▶ [TUJUAN TUGAS 1] Tuliskan kembali semua entri penunjukan objek di bawah ini baris demi baris tanpa perubahan apa pun, tetapi jangan sertakan gambarnya dalam jawaban.

▶ [KUTIPAN TEKS]
━━━
Salah satu peristiwa yang terjadi setelah resminya Sayidina Ali sebagai khalifah pada tahun 35 H adalah perang Shiffin; perang yang terjadi antara Sayidina Muawiyah dan Sayidina Ali. Para sejarawan mencatat bahwa perang ini merupakan cikal bakal munculnya kelompok Syiah dan Khawarij.
Perang Shiffin terjadi pada tahun 37 H, di sebuah tempat yang bernama Shiffin. Perang ini terjadi karena Sayidina Muawiyah tidak mau membaiat Sayidina Ali dengan beralasan karena Sayidina Ali belum menghukum para pembunuh Sayidina Usman, yang mana penolakan tersebut berakhir dengan sebuah peperangan antara beliau berdua. Tepat pada hari ke-sembilan dari peperangan Shiffin, salah satu pasukan Sayidina Ali yang bernama ‘Ammar bin Yasir terbunuh. Mendengar hal itu pasukan Muawiyah mulai kebingungan dan dihantui rasa takut, demikian itu karena mereka pernah mendengar Nabi mengatakan kepada ‘Ammar bin Yasir, “Kamu akan dibunuh oleh sebuah kelompok yang menindas.”
Di tengah-tengah peperangan -ketika pasukan Sayidina Muawiyah mulai kewalahan, sahabat Muawiyah menyuruh pasukannya untuk mengangkat mushaf seraya mengatakan, “Ini kitab Allah yang ada di antara kita dan kalian.”[1] Melihat hal itu, pasukan Sayidina Ali berselisih pandangan. Satu pasukan mengatakan, “Kita harus terima ajakan damai tersebut.” Sedangkan pasukan yang lain -yang mengikuti pendapat Sayidina Ali- mengatakan, “Kita tetap berperang karena pengangkatan mushaf itu hanyalah tipudaya mereka”, karena banyaknya pasukan yang tidak mengiyakan pendapat Sayidina Ali, dengan berat hati beliau terima ajakan tahkim itu, dari Sayidina Ali mengutus Abu Musa al-Asyari dan Sayidina Muawiyah memilih Amr Bin ‘Ash. Dan hasil keputusan tahkim tersebut adalah lengsernya Sayidina Ali dari kursi khilafah dan terangkatnya Sayidina Muawiyah sebagai khalifah.
Dari peperangan ini banyak dari kalangan umat Islam salah paham dan salah tangkap. Sebagian mereka ada yang membenci Sayidina Ali dan mendukung Sayidina Muawiyah. Sebagian lagi ada yang membenci Sayidina Muawiyah dan memuji-muji Sayidina Ali, yang mana hal itu sangat tidak dianjurkan oleh para ulama, sebagaimana dijelaskan oleh Syekh Ibnu Ruslan dalam nazam Zubatnya:
وَمَا جَرَى بَيْنَ الْصَحَابِي نَسْكُتُ ۞ عَنْهُ وَاَجْرُ الِاجْتِهَادِ نَثْبُتُ
“Perselisihan yang terjadi di antara para sahabat, kita lebih baik diam dan menyakini hal itu sebagai persoalan ijtihad (di antara mereka).”
━━━
(Baris dataset penunjukan objek)

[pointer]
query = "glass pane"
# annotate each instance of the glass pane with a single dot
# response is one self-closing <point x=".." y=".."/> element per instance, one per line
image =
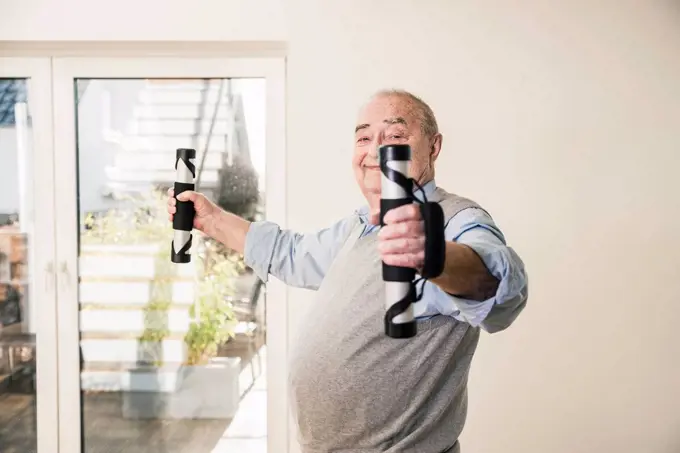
<point x="172" y="355"/>
<point x="17" y="319"/>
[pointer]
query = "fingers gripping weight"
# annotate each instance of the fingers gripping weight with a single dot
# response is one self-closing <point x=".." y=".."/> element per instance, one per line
<point x="400" y="288"/>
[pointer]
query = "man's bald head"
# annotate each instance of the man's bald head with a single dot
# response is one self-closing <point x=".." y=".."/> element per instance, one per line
<point x="421" y="109"/>
<point x="394" y="117"/>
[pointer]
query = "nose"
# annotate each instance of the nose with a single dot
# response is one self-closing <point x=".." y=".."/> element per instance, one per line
<point x="377" y="143"/>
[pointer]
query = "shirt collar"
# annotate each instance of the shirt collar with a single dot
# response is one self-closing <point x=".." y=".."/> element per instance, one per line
<point x="428" y="188"/>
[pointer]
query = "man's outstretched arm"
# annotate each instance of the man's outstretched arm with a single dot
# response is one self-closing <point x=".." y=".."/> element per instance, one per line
<point x="483" y="283"/>
<point x="298" y="259"/>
━━━
▶ [TUJUAN TUGAS 2] Salin persis dari teks tentang Perang Shiffin di atas semua bagian mulai dari "Di tengah-tengah peperangan" terus hingga "Muawiyah sebagai khalifah.".

▶ [KELUARAN LENGKAP 1]
[pointer]
query = "glass pane"
# annotate each instance of the glass pane with a single dot
# response is one self-closing <point x=".." y=".."/> element per instance, one per line
image =
<point x="172" y="355"/>
<point x="17" y="319"/>
[pointer]
query = "fingers gripping weight"
# annotate each instance of the fingers gripping weight with a single dot
# response is one self-closing <point x=".." y=".."/> element per instance, one per line
<point x="400" y="288"/>
[pointer]
query = "man's bald head"
# annotate each instance of the man's bald head with a single dot
# response is one self-closing <point x=".." y=".."/> element per instance, one per line
<point x="421" y="109"/>
<point x="394" y="117"/>
[pointer]
query = "nose"
# annotate each instance of the nose with a single dot
# response is one self-closing <point x=".." y=".."/> element per instance, one per line
<point x="377" y="143"/>
[pointer]
query = "shirt collar"
# annotate each instance of the shirt collar with a single dot
# response is one self-closing <point x=".." y=".."/> element per instance, one per line
<point x="428" y="188"/>
[pointer]
query = "man's outstretched arm"
# annotate each instance of the man's outstretched arm with a single dot
# response is one self-closing <point x=".." y=".."/> element per instance, one per line
<point x="483" y="283"/>
<point x="298" y="259"/>

▶ [KELUARAN LENGKAP 2]
Di tengah-tengah peperangan -ketika pasukan Sayidina Muawiyah mulai kewalahan, sahabat Muawiyah menyuruh pasukannya untuk mengangkat mushaf seraya mengatakan, “Ini kitab Allah yang ada di antara kita dan kalian.”[1] Melihat hal itu, pasukan Sayidina Ali berselisih pandangan. Satu pasukan mengatakan, “Kita harus terima ajakan damai tersebut.” Sedangkan pasukan yang lain -yang mengikuti pendapat Sayidina Ali- mengatakan, “Kita tetap berperang karena pengangkatan mushaf itu hanyalah tipudaya mereka”, karena banyaknya pasukan yang tidak mengiyakan pendapat Sayidina Ali, dengan berat hati beliau terima ajakan tahkim itu, dari Sayidina Ali mengutus Abu Musa al-Asyari dan Sayidina Muawiyah memilih Amr Bin ‘Ash. Dan hasil keputusan tahkim tersebut adalah lengsernya Sayidina Ali dari kursi khilafah dan terangkatnya Sayidina Muawiyah sebagai khalifah.